» **WRITTEN REQUEST**: Every line from the one containing "written as (390,175)." to the final line of the material below must be reproduced exactly; leave out all other lines.

Named object pointing entries:

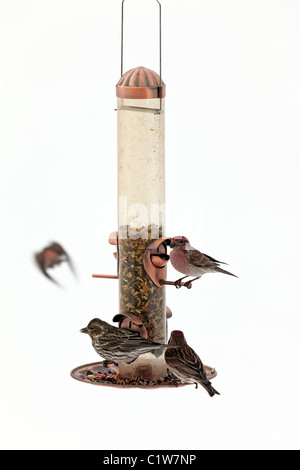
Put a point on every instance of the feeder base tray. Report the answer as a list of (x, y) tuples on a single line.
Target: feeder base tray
[(97, 373)]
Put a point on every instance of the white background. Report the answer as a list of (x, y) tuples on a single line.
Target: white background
[(232, 176)]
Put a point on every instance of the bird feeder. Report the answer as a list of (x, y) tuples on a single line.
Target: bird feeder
[(141, 242)]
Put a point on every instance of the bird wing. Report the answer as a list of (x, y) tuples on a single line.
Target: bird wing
[(200, 259), (186, 361), (215, 260), (126, 338)]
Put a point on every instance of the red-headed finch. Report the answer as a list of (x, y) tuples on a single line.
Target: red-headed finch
[(186, 364), (191, 262), (51, 256), (118, 344)]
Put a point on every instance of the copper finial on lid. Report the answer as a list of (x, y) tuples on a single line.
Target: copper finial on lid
[(141, 83)]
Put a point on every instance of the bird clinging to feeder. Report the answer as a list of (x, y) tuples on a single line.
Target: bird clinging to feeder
[(191, 262)]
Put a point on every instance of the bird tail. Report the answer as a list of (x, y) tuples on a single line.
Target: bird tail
[(220, 270), (209, 388)]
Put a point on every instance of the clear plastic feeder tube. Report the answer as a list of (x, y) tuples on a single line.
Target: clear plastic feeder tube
[(141, 214)]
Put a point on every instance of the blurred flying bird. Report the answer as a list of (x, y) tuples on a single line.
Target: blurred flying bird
[(186, 364), (191, 262), (51, 256)]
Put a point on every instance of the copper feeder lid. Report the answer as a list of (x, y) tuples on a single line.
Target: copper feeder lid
[(141, 83)]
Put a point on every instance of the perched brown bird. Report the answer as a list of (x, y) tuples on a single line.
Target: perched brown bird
[(191, 262), (51, 256), (118, 344), (186, 364)]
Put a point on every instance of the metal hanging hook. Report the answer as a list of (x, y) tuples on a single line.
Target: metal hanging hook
[(122, 41)]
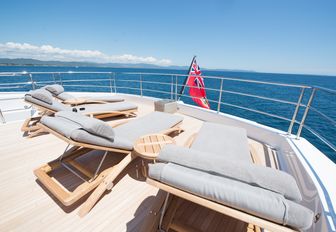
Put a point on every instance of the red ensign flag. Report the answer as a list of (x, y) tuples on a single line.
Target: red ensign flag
[(196, 86)]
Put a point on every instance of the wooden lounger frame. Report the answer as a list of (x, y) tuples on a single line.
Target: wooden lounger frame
[(254, 222), (30, 125), (102, 182)]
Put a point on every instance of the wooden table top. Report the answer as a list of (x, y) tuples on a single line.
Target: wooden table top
[(149, 146), (80, 101)]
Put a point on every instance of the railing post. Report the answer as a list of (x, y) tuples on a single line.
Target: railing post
[(32, 80), (60, 78), (175, 87), (220, 96), (140, 78), (2, 117), (53, 76), (111, 82), (172, 87), (296, 111), (305, 113), (115, 82)]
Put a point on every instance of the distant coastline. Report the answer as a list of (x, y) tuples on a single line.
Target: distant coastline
[(35, 62)]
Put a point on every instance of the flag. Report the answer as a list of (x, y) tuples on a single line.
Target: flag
[(196, 85)]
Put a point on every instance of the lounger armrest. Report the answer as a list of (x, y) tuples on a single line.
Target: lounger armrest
[(264, 177)]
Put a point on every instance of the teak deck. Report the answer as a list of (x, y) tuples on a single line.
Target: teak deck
[(27, 206)]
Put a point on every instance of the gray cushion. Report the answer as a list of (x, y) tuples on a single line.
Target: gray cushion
[(74, 131), (125, 135), (264, 177), (65, 96), (54, 89), (251, 199), (106, 98), (216, 138), (105, 108), (41, 95), (91, 125), (152, 123)]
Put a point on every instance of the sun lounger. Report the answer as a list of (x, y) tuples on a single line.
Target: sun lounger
[(86, 134), (44, 101), (58, 92), (217, 172)]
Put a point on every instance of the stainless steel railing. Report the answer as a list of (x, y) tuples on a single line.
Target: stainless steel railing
[(138, 83)]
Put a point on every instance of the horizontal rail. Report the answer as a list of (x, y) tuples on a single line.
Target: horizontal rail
[(93, 86), (323, 115), (168, 74), (68, 80), (325, 89), (261, 97), (323, 139)]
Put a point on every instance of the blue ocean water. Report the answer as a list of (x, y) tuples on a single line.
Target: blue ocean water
[(325, 102)]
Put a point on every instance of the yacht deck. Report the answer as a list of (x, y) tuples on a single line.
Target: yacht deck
[(27, 206)]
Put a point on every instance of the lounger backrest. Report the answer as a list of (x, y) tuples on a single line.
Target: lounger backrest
[(54, 89), (149, 124), (43, 98), (249, 173), (69, 125), (223, 140), (58, 91)]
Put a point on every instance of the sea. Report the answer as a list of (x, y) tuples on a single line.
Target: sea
[(321, 124)]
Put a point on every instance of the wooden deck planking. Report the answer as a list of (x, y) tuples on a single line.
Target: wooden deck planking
[(26, 205)]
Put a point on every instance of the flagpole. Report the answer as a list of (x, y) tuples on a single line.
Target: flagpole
[(186, 79)]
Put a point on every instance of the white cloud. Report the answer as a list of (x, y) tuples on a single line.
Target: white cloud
[(48, 52)]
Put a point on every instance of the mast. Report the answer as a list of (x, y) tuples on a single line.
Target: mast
[(186, 79)]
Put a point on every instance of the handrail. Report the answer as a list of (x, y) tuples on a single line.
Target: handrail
[(114, 78), (167, 74)]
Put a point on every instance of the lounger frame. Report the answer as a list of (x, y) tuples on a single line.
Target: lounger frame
[(30, 125), (102, 182), (253, 221)]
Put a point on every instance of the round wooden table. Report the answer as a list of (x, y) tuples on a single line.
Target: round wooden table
[(149, 146)]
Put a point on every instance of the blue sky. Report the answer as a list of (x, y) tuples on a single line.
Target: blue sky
[(287, 36)]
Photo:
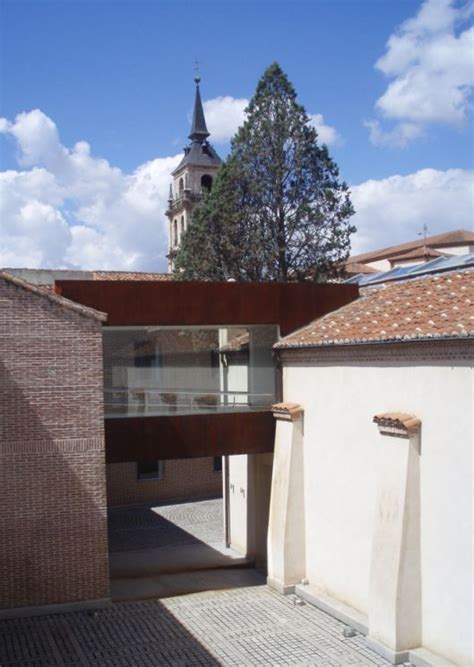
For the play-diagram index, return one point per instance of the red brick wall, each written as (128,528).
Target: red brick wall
(183,478)
(53,533)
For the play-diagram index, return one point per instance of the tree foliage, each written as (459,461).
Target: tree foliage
(277,210)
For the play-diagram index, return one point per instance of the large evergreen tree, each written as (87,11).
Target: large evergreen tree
(277,210)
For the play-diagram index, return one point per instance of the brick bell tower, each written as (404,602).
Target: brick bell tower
(191,178)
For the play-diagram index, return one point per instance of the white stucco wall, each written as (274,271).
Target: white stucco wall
(250,477)
(340,450)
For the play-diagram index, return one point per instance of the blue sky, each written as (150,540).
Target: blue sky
(118,75)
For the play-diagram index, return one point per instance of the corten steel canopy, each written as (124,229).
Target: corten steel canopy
(174,303)
(169,303)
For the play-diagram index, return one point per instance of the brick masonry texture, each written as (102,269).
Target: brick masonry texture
(183,479)
(242,627)
(53,522)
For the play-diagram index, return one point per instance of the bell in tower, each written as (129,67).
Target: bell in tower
(191,179)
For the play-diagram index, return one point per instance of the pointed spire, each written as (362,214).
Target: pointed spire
(199,130)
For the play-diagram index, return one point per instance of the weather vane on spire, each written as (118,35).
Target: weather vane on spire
(197,73)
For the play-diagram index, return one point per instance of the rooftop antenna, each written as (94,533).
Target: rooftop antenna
(423,234)
(197,72)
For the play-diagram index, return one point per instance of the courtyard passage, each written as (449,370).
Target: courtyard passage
(245,626)
(172,525)
(167,550)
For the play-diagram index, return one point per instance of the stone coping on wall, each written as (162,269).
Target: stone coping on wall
(288,411)
(397,424)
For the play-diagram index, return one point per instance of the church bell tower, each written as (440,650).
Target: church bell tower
(191,178)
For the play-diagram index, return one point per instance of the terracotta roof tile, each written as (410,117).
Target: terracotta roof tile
(357,267)
(428,307)
(399,420)
(46,293)
(419,253)
(130,275)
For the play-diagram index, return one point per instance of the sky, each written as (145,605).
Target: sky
(96,98)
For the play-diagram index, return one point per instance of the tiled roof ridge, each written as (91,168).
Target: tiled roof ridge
(381,322)
(131,275)
(55,298)
(420,252)
(453,237)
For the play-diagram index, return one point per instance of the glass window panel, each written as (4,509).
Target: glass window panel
(188,370)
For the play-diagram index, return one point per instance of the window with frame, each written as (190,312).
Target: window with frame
(150,470)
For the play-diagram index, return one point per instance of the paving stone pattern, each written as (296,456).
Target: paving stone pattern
(247,626)
(148,527)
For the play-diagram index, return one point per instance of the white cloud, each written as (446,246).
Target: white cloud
(224,115)
(72,209)
(326,134)
(398,137)
(394,209)
(429,59)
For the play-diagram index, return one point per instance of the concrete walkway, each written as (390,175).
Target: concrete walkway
(245,627)
(158,552)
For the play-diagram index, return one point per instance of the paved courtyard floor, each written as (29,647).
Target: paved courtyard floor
(246,626)
(150,527)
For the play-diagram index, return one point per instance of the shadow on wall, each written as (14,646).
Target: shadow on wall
(136,633)
(53,546)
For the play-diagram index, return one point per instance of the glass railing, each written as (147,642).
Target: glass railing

» **ANSWER FOR THIS EXERCISE**:
For the play-diagram index, return one point per instance of the concrete walkway, each written as (390,175).
Target: concrete walkway
(245,627)
(158,552)
For the play-diagram index, return one point per instance of the paved courtyard floor, each written as (29,647).
Target: paved courtyard floor
(246,626)
(150,527)
For the play-diagram index, return one point per instance of the shadow on wall, each written as (14,646).
Target: shadow on wall
(136,633)
(53,546)
For the play-diagram index, return one point per instance of the glass railing, each written as (147,642).
Target: glass railing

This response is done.